- _RECORDS TO USE_
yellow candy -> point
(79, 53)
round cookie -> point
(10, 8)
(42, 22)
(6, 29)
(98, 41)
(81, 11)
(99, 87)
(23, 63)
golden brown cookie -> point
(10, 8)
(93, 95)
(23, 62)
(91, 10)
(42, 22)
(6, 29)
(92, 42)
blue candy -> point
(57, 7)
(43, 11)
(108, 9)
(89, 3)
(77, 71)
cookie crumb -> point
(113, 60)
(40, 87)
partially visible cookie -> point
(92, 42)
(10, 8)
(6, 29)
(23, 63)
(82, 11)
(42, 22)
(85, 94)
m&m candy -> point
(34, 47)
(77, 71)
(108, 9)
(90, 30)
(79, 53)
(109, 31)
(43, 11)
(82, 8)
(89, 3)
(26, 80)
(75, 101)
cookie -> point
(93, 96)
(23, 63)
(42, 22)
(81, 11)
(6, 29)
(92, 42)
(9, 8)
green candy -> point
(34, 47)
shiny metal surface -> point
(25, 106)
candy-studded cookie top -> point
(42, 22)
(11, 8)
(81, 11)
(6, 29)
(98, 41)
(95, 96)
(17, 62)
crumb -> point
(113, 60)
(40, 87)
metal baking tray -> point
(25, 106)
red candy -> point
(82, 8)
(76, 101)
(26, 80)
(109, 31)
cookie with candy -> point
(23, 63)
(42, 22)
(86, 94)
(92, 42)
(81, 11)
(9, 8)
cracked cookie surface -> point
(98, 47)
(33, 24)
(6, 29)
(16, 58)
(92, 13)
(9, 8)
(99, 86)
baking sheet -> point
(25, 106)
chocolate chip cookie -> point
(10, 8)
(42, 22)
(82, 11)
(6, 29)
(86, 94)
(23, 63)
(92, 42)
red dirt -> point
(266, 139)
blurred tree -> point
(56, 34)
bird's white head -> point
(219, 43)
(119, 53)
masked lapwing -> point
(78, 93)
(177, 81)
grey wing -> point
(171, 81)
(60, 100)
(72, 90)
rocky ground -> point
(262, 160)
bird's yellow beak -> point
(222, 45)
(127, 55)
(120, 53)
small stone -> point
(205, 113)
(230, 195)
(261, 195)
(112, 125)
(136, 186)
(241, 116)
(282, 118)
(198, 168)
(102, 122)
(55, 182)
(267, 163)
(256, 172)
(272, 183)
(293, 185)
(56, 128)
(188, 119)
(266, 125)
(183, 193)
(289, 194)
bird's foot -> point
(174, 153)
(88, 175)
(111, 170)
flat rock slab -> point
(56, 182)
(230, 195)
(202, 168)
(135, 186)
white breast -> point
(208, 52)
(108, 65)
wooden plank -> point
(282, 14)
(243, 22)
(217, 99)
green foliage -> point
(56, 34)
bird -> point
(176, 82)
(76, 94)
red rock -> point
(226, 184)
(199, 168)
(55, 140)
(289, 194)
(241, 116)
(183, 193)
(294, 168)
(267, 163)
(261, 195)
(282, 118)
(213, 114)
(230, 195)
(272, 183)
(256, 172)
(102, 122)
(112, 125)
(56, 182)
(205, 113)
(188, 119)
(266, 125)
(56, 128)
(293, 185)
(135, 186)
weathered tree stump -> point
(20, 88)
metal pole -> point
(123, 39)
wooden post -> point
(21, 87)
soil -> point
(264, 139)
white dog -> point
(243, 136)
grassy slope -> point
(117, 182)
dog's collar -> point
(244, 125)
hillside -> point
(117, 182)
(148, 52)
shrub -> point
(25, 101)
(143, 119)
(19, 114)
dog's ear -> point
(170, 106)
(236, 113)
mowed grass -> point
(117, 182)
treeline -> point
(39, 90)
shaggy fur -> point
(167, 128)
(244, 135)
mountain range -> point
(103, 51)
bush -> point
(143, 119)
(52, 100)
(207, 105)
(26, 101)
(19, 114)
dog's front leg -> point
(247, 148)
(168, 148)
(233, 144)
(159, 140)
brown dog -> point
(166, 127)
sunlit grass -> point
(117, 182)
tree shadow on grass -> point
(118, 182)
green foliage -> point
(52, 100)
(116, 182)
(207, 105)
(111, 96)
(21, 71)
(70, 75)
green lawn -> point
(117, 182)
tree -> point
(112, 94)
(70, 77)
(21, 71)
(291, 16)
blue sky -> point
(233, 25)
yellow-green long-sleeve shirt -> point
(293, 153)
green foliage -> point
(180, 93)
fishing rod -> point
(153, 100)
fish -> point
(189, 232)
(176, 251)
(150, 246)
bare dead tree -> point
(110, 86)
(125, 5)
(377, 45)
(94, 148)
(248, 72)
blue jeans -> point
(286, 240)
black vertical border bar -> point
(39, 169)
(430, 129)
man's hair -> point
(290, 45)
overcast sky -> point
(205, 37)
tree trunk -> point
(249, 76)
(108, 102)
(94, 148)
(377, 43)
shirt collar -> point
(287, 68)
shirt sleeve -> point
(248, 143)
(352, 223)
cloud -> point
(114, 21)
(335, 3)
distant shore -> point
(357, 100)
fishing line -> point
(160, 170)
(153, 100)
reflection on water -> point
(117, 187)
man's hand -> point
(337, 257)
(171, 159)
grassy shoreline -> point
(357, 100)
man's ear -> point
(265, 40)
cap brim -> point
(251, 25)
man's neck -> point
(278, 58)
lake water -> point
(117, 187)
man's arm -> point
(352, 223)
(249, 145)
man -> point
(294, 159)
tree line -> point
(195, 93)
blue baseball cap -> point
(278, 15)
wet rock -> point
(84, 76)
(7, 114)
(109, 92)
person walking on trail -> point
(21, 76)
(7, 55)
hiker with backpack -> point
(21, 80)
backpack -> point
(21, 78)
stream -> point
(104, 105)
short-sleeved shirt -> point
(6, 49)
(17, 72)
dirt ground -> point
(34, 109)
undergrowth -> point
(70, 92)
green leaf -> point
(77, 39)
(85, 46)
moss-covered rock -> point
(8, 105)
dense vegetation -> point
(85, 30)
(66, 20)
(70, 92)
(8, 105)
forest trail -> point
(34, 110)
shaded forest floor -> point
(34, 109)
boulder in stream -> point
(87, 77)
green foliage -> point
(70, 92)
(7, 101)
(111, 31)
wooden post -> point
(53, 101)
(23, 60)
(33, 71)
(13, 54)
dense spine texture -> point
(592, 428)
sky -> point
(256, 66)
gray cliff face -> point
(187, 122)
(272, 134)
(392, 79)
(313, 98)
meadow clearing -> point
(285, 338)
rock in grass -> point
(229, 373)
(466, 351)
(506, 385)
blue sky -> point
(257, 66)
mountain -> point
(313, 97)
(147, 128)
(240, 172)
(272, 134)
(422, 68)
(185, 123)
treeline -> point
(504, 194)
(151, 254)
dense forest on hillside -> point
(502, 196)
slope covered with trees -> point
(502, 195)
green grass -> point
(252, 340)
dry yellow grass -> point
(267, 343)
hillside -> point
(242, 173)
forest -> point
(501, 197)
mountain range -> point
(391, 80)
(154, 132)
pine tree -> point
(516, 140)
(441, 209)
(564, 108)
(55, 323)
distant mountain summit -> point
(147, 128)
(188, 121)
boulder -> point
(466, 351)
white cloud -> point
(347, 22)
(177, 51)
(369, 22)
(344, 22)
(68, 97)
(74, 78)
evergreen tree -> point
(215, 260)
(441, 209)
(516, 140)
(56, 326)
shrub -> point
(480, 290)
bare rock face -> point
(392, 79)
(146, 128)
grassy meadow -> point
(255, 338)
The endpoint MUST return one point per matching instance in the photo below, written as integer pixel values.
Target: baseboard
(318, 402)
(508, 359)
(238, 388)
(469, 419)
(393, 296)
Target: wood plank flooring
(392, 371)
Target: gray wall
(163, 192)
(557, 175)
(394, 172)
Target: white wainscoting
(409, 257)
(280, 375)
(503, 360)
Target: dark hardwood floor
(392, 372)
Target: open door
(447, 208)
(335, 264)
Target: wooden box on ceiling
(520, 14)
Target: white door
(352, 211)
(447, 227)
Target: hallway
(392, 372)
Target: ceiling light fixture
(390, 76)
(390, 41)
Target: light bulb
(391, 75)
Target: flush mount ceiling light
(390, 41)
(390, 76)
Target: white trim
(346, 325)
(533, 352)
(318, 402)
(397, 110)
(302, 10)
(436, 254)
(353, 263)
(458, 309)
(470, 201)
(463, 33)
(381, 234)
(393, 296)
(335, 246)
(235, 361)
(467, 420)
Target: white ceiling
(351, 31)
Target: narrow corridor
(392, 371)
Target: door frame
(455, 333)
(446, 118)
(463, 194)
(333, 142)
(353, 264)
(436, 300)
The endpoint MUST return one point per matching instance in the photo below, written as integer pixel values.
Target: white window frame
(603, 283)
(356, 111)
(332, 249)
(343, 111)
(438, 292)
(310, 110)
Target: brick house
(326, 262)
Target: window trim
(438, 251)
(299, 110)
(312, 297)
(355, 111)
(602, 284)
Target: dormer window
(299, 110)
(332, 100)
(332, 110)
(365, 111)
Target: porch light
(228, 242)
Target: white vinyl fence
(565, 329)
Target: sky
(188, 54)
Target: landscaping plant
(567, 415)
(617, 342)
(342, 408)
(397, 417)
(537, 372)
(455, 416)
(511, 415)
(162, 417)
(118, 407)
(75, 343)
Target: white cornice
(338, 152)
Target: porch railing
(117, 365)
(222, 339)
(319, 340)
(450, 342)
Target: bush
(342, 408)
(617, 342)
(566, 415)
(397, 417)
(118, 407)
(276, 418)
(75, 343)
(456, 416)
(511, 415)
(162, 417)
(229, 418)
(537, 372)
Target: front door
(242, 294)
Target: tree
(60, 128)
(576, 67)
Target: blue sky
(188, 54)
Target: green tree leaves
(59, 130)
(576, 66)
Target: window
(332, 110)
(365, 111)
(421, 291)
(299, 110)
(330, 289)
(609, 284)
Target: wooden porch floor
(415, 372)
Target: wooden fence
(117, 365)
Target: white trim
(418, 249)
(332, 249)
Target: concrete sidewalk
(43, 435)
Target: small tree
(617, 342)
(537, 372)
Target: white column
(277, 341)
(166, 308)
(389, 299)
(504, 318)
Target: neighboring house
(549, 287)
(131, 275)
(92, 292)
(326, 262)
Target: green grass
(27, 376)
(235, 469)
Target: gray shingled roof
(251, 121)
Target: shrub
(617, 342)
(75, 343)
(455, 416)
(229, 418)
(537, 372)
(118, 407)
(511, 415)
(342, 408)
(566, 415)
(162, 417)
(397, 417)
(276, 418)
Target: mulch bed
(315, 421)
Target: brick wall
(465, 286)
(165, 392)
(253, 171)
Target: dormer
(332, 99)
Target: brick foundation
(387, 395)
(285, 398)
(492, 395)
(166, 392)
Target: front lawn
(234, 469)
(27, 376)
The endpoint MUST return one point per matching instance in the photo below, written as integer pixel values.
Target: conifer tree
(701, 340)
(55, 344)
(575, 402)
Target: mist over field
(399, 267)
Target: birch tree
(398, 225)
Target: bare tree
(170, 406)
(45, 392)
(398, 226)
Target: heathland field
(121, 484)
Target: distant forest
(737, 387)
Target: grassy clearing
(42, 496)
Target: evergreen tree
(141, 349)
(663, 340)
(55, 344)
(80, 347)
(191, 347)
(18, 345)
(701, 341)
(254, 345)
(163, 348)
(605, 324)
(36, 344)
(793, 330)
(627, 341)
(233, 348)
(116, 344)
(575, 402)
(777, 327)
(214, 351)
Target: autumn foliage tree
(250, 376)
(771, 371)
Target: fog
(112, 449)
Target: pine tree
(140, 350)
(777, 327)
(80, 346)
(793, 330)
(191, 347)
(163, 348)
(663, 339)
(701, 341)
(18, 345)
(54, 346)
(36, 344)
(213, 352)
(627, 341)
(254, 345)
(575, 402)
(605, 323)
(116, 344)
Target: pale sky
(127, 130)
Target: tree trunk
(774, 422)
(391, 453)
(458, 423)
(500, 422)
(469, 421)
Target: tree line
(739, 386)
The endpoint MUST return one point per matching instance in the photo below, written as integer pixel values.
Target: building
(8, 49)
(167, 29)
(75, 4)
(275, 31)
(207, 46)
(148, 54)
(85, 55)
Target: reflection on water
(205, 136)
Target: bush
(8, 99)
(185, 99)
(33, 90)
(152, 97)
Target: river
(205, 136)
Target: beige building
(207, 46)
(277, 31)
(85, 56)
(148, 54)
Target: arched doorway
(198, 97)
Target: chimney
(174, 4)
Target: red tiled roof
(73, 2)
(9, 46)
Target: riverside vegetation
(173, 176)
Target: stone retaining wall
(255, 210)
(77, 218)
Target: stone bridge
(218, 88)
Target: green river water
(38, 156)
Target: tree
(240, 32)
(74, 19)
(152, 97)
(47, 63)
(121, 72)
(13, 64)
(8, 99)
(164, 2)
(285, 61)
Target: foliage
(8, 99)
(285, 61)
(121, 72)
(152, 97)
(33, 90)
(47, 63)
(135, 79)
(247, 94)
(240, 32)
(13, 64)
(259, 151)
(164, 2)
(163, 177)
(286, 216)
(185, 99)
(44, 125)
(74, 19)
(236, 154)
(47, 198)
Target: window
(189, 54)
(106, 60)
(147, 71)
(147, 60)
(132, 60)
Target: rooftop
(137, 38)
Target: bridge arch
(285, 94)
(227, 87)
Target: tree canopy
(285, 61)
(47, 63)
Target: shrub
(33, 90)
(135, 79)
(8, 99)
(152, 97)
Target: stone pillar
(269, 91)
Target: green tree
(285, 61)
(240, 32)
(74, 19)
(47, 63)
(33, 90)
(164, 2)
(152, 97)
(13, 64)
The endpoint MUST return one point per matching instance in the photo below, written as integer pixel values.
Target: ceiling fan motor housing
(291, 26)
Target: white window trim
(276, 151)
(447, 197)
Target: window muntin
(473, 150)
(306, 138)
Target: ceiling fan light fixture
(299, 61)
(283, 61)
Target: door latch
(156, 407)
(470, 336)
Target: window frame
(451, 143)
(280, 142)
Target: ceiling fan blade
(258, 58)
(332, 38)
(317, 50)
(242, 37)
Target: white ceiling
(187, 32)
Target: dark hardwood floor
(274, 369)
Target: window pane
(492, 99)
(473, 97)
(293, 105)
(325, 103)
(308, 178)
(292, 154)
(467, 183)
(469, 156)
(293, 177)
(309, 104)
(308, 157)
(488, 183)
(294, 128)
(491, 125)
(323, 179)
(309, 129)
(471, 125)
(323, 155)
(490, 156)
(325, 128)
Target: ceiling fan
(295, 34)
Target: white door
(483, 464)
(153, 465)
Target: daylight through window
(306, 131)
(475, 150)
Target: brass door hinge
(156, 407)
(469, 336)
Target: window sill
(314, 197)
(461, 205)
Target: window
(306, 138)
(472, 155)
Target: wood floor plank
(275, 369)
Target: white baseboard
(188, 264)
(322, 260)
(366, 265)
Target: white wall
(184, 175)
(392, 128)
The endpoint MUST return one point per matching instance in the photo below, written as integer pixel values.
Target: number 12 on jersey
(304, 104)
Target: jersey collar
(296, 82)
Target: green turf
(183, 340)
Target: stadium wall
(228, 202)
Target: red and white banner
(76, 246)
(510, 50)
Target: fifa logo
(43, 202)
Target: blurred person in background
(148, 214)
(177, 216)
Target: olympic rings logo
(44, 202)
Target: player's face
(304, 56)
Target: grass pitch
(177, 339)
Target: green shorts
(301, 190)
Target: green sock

- _TRY IT_
The lines wanted are those from the one with "Target: number 12 on jersey" through the last line of the records, repeated exactly and with both ends included.

- _COMPLETED EXERCISE_
Target: number 12 on jersey
(304, 104)
Target: jersey collar
(296, 82)
Target: green turf
(183, 340)
Target: stadium wall
(228, 202)
Target: red and white banner
(76, 246)
(510, 50)
Target: fifa logo
(43, 202)
Target: blurred person in background
(148, 214)
(177, 216)
Target: olympic rings logo
(44, 202)
Target: player's face
(304, 56)
Target: grass pitch
(177, 339)
Target: green shorts
(301, 190)
Target: green sock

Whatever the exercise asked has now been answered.